Stored data entries

··········

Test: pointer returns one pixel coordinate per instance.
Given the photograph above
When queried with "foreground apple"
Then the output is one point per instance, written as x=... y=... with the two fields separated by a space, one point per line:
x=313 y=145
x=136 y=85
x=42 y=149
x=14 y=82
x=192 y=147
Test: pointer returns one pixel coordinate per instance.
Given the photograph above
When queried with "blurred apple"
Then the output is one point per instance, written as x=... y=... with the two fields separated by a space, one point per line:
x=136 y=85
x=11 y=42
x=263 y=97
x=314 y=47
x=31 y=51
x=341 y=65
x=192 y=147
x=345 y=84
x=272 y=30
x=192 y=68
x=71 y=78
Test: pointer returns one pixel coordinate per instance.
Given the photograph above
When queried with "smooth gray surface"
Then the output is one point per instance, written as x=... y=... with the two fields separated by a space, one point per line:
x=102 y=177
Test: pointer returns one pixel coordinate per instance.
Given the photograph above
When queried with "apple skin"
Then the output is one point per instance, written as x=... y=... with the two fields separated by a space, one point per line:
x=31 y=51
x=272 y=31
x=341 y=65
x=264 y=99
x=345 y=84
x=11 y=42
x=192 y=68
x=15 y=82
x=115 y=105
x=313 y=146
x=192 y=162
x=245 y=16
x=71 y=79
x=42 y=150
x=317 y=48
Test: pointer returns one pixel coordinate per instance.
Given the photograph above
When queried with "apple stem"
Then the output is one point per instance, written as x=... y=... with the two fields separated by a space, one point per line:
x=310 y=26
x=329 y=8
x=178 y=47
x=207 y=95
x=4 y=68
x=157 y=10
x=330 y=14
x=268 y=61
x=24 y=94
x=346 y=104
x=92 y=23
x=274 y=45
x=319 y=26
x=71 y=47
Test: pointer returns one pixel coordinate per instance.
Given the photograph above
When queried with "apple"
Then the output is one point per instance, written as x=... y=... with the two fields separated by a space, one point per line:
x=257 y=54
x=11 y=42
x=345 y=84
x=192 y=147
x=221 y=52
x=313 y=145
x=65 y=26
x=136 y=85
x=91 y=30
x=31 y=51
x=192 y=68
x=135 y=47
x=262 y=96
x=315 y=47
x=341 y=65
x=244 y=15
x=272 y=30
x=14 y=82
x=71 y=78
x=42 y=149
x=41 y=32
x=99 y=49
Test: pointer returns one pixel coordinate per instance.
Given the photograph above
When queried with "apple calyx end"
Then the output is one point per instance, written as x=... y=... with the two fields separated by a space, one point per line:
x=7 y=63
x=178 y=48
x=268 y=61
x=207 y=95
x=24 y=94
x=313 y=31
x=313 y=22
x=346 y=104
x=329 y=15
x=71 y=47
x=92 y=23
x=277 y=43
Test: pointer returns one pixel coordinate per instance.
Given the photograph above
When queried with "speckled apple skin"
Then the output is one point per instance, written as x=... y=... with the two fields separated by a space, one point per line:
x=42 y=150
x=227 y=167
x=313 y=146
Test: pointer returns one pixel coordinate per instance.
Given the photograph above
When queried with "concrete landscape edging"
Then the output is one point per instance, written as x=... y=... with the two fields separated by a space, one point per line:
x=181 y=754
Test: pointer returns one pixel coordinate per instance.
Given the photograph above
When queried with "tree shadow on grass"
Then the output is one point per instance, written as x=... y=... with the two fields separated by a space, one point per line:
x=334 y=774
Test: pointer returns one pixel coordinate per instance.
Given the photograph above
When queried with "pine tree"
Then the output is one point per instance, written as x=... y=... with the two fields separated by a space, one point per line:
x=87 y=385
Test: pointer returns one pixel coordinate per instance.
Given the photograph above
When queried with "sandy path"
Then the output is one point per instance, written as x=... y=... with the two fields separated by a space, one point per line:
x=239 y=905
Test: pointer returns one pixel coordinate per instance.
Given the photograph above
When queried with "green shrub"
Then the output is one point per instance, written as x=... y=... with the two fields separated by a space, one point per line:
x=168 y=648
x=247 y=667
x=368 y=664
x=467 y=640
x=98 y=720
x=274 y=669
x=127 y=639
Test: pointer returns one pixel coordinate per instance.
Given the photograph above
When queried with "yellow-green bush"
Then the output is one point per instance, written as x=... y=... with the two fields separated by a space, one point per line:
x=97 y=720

··········

The lines above should be duplicated exactly.

Test: pointer returns one pixel coordinate per instance.
Given the photograph above
When queried with "foreground apple"
Then the output is one point per instance, written as x=... y=... with the two fields separated by a space, one point per line:
x=313 y=145
x=136 y=85
x=42 y=149
x=14 y=82
x=192 y=147
Test: pointer returns one pixel coordinate per instance.
Given the photograph above
When queried with "blurred apple"
Then the output is one point per instance, written as x=... y=... with the two fields separated by a space, one point per line:
x=136 y=85
x=11 y=42
x=263 y=97
x=314 y=47
x=31 y=51
x=341 y=65
x=192 y=147
x=345 y=84
x=272 y=30
x=192 y=68
x=71 y=78
Test: pointer returns one pixel coordinate per instance.
Given the photograph above
When queried with "smooth gray surface"
Then the output is one point per instance, written as x=... y=... with the two fields separated by a space, one point per line:
x=102 y=177
Test: pointer returns one pixel coordinate per instance.
Given the photograph above
When queried with "apple skin"
Then the output is one point per instance, written as x=... y=... with the two fields separated by a space, one point per line:
x=31 y=51
x=272 y=31
x=341 y=65
x=264 y=99
x=345 y=84
x=11 y=42
x=192 y=68
x=15 y=82
x=115 y=105
x=313 y=146
x=192 y=162
x=245 y=16
x=71 y=79
x=42 y=150
x=317 y=48
Test: pointer returns one pixel coordinate per instance.
Given the photograph above
When queried with "apple stem"
Then the output is one point per instance, written as x=... y=... with the two fields separated by a space, one point per line:
x=310 y=26
x=329 y=8
x=178 y=47
x=207 y=95
x=4 y=68
x=157 y=10
x=330 y=14
x=268 y=61
x=24 y=94
x=346 y=104
x=92 y=23
x=274 y=45
x=319 y=26
x=71 y=47
Test: pointer returns one pixel coordinate per instance.
Given the photograph above
When queried with "apple"
Then the output is one point per instance, written as x=... y=... with the two fields separated by a space, one point per line:
x=257 y=54
x=11 y=42
x=345 y=84
x=192 y=147
x=221 y=52
x=313 y=145
x=65 y=26
x=136 y=85
x=91 y=30
x=31 y=51
x=192 y=68
x=135 y=47
x=262 y=96
x=315 y=47
x=341 y=65
x=244 y=15
x=272 y=30
x=14 y=82
x=71 y=78
x=42 y=149
x=41 y=32
x=99 y=49
Test: pointer returns one pixel coordinate per instance.
Given the photograph above
When queried with "apple calyx end"
Then the output is one point per instance, written as x=... y=... with the two fields separated by a space, one point per line:
x=7 y=63
x=178 y=48
x=268 y=61
x=207 y=95
x=24 y=94
x=313 y=31
x=313 y=22
x=346 y=104
x=329 y=15
x=71 y=47
x=92 y=23
x=277 y=43
Test: pointer returns one pixel coordinate per instance.
Given the photograph above
When queried with "speckled apple skin"
Then the output is one point per instance, written as x=... y=... with the two fields separated by a space, one point per line:
x=42 y=150
x=227 y=167
x=313 y=146
Test: pointer returns one pixel coordinate per instance.
Given the photograph above
When queried with "concrete landscape edging"
Then the output is one point per instance, written as x=... y=... with the two fields separated by a space, one point per line:
x=181 y=754
Test: pointer returns one pixel coordinate per instance.
Given the photograph above
When queried with "tree shadow on grass"
Then the output is one point per instance, written as x=... y=... with the two fields separated by a space, one point per line:
x=334 y=774
Test: pointer returns one pixel coordinate per instance.
Given the photograph above
When queried with "pine tree"
Then the output is one point per instance, written as x=... y=... with the two fields separated by a space, one point per line:
x=87 y=385
Test: pointer returns one pixel coordinate per instance.
Given the photograph above
When queried with "sandy path"
Then the output is one point per instance, written as x=... y=... with the two fields separated by a space, one point per line:
x=239 y=905
Test: pointer returns one pixel coordinate per instance.
Given the photograph above
When queried with "green shrub"
Then the output is one point per instance, written as x=... y=... with the two fields separated by a space, one point per line:
x=168 y=648
x=247 y=667
x=368 y=664
x=467 y=640
x=98 y=720
x=274 y=669
x=127 y=639
Test: pointer returns one pixel coordinate per instance.
Given the photograph above
When queried with "yellow-green bush"
Then the output is one point per instance, written as x=... y=... with the two fields separated by a space, one point per line:
x=97 y=720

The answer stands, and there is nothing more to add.